» PASSAGE TO READ
Re: git: a4e4132fa3bf - main - swapoff(2): replace special device name argument with a structure

From: Konstantin Belousov <kostikbel_at_gmail.com>
Date: Sun, 05 Dec 2021 18:51:57 UTC
On Sun, Dec 05, 2021 at 05:14:54PM +0000, Jessica Clarke wrote:
> On 5 Dec 2021, at 13:22, Konstantin Belousov <kostikbel@gmail.com> wrote:
> > 
> > On Sun, Dec 05, 2021 at 03:03:26AM +0000, Jessica Clarke wrote:
> >> On 4 Dec 2021, at 22:21, Konstantin Belousov <kib@FreeBSD.org> wrote:
> >>> 
> >>> The branch main has been updated by kib:
> >>> 
> >>> URL: https://cgit.FreeBSD.org/src/commit/?id=a4e4132fa3bfadb6047fc0fa5f399f4640460300
> >>> 
> >>> commit a4e4132fa3bfadb6047fc0fa5f399f4640460300
> >>> Author:     Konstantin Belousov <kib@FreeBSD.org>
> >>> AuthorDate: 2021-11-29 16:26:31 +0000
> >>> Commit:     Konstantin Belousov <kib@FreeBSD.org>
> >>> CommitDate: 2021-12-04 22:20:58 +0000
> >>> 
> >>>   swapoff(2): replace special device name argument with a structure
> >>> 
> >>>   For compatibility, add a placeholder pointer to the start of the
> >>>   added struct swapoff_new_args, and use it to distinguish old vs. new
> >>>   style of syscall invocation.
> >>> 
> >>>   Reviewed by:    markj
> >>>   Discussed with: alc
> >>>   Sponsored by:   The FreeBSD Foundation
> >>>   MFC after:      1 week
> >>>   Differential revision:  https://reviews.freebsd.org/D33165
> >>> ---
> >>> sys/vm/swap_pager.c | 27 +++++++++++++++++++++++++--
> >>> sys/vm/swap_pager.h |  8 ++++++++
> >>> 2 files changed, 33 insertions(+), 2 deletions(-)

Collected data
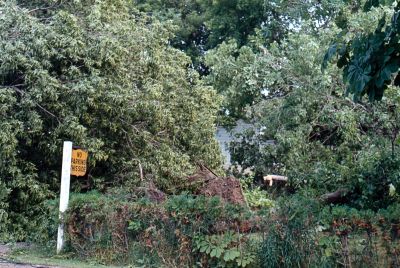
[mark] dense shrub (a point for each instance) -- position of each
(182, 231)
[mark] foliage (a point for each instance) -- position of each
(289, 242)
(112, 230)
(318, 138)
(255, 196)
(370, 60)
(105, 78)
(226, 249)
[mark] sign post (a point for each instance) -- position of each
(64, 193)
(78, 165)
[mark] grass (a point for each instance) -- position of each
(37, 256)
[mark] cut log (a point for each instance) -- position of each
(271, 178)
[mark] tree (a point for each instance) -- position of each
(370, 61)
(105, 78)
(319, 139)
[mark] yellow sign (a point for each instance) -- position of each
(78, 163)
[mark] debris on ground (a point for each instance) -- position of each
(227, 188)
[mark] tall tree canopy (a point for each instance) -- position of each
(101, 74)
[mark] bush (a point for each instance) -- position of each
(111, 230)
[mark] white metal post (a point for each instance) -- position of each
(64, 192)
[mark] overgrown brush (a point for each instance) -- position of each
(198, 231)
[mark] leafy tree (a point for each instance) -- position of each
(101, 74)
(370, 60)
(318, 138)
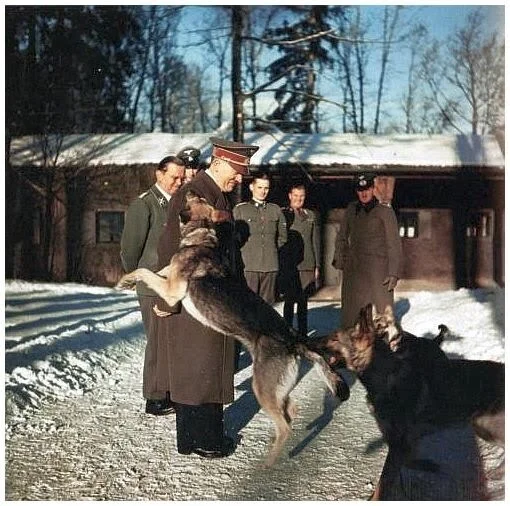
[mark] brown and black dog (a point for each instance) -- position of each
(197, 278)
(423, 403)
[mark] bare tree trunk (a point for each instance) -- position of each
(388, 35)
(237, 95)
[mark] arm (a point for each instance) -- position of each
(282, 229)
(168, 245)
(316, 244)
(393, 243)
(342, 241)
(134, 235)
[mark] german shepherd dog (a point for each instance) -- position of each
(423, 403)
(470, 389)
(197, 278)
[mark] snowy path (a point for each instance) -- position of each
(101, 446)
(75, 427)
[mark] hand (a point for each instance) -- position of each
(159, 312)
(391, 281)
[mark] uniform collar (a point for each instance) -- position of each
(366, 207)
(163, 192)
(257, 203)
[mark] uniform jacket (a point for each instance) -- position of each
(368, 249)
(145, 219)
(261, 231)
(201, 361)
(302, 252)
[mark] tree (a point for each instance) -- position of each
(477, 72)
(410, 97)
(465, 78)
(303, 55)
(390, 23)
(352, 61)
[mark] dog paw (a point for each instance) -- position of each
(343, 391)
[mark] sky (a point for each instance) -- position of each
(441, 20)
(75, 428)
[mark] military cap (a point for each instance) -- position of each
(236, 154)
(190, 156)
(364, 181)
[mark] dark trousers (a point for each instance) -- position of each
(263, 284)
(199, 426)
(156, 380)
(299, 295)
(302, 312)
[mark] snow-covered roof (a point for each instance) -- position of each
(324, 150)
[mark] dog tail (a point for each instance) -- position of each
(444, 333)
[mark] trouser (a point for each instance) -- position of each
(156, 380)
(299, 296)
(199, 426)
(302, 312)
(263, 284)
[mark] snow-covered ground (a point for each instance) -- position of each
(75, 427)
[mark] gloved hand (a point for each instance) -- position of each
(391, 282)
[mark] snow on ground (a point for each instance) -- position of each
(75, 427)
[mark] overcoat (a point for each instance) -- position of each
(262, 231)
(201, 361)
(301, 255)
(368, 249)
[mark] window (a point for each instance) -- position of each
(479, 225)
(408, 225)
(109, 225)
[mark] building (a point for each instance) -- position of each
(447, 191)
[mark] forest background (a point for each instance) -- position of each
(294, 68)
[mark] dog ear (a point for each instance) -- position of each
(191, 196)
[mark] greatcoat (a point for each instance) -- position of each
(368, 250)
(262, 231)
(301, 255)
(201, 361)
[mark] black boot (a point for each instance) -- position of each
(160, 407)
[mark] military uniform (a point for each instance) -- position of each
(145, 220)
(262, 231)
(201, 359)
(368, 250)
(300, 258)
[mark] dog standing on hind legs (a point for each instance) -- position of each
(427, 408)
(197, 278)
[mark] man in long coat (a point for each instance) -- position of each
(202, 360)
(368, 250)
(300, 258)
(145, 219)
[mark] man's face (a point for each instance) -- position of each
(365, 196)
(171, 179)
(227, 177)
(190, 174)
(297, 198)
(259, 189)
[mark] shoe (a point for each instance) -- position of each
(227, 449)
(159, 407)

» EXERCISES
1) Condense the paragraph of the swapoff(2) email that begins "For compatibility, add a placeholder pointer" into a short bulleted list that keeps its main facts.
2) Answer these questions from the swapoff(2) email:
(a) Who is listed as the reviewer of the commit?
(b) What is the CommitDate of the commit?
(c) How many insertions does the change make in total?
3) Carry the swapoff(2) email forward from its last line.

» SOLVED PROBLEMS
1)
- A placeholder pointer is added at the start of the new struct swapoff_new_args, for compatibility.
- This pointer is used to tell old-style and new-style syscall invocations apart.

2)
(a) markj
(b) 2021-12-04 22:20:58 +0000
(c) 33 insertions

3)
> >>> 
> >>> diff --git a/sys/vm/swap_pager.c b/sys/vm/swap_pager.c
> >>> index 165373d1b527..dc1df79f4fcd 100644
> >>> --- a/sys/vm/swap_pager.c
> >>> +++ b/sys/vm/swap_pager.c
> >>> @@ -2491,15 +2491,38 @@ sys_swapoff(struct thread *td, struct swapoff_args *uap)
> >>> 	struct vnode *vp;
> >>> 	struct nameidata nd;
> >>> 	struct swdevt *sp;
> >>> -	int error;
> >>> +	struct swapoff_new_args sa;
> >>> +	int error, probe_byte;
> >>> 
> >>> 	error = priv_check(td, PRIV_SWAPOFF);
> >>> 	if (error)
> >>> 		return (error);
> >>> 
> >>> +	/*
> >>> +	 * Detect old vs. new-style swapoff(2) syscall.  The first
> >>> +	 * pointer in the memory pointed to by uap->name is NULL for
> >>> +	 * the new variant.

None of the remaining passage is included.